__Source__
___

Learning to Listen

"Thanks for listening."
I wish she would call.

I've heard those words so many times. Friends and strangers have come to me with their happinesses, their sadnesses, and their secrets. I've felt fortunate. I've been close, I've touched. People have trusted in me, trusted in my abilities to understand and to sympathize and even to advise.

If you ask me what I'm good at, I might say, "Listening." You might agree.

But, sometimes, I don't know.

I received thoughtful and sundry comments to this entry. Monty wrote:

I think you are going to have to listen to a lot of different kinds of music and play with speaker positioning a little to reach some conclusions.

While Buddha advised:

I'd say the place to start is listening to the same recording, and focusing your attention on just one instrument or voice and getting a feel for what each speaker delivers.

Clay differed:

Or you could decide to let the business of making informative evaluations of components wait awhile, continue to do for a living what you do very well, and settle on the speaker which you like the best and appreciate the way it delivers your favorite music to you.

Al consoled:

You just tell us what seems to happen. It is OK if you don't understand, neither does anyone else.

And Christian imparted:

I would use a SPL meter to make sure that you are comparing both pairs at the same volume level. Our interpretations can get skewed towards the louder speaker, not neccessarily the better speaker.

These are very caring and insightful recommendations. Thank you.

___

__Supplied information__
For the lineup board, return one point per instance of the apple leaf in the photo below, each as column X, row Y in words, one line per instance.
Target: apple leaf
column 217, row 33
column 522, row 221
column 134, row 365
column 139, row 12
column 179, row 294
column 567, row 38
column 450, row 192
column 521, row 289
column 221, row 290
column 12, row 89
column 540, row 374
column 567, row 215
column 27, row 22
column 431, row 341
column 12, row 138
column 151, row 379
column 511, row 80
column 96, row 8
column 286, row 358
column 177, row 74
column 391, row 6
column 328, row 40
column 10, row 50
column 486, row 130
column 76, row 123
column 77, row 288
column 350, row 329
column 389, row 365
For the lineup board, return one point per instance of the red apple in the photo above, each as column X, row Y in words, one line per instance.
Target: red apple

___

__What needs to be done__
Pick up the piece on learning to listen right after its last sentence and keep it going. Nothing in the records is needed here.

__Written reply__
Right now, I'm waiting for a phone call. My eyes sneak over, every now and then, to the telephone, thinking that it might ring if I pay more attention. I'm waiting for a call from someone who will listen, someone who will help me understand some things that have eluded me. We'll schedule times, and we'll talk. I suppose that's how it works.

And he tells me that he's glad I'm going through this. Not that he'd ever want me to feel any pain, but that I have to sit with these feelings in order to understand them. And I'm very interested in understanding them in order to control them.

I'm in pain, and I want to learn to deal with this pain. If I can see that lightswitch as it begins to drop, maybe I'll become strong enough to slow it down, and maybe I'll become fast enough to stop it.

And she asked me to do something about the lighting. I want you to know that I've been listening with the lights on. They are very bright. I'm going to change that. I'm going to soften the lights. For her. For me. For us. I'm going to listen with the lights turned low. The lights turned low. I keep catching all the lights as though they were fireflies or the flu.

I don't do drugs, aside from coffee in the morning. But I do all of my serious listening at night, so the coffee shouldn't be an issue.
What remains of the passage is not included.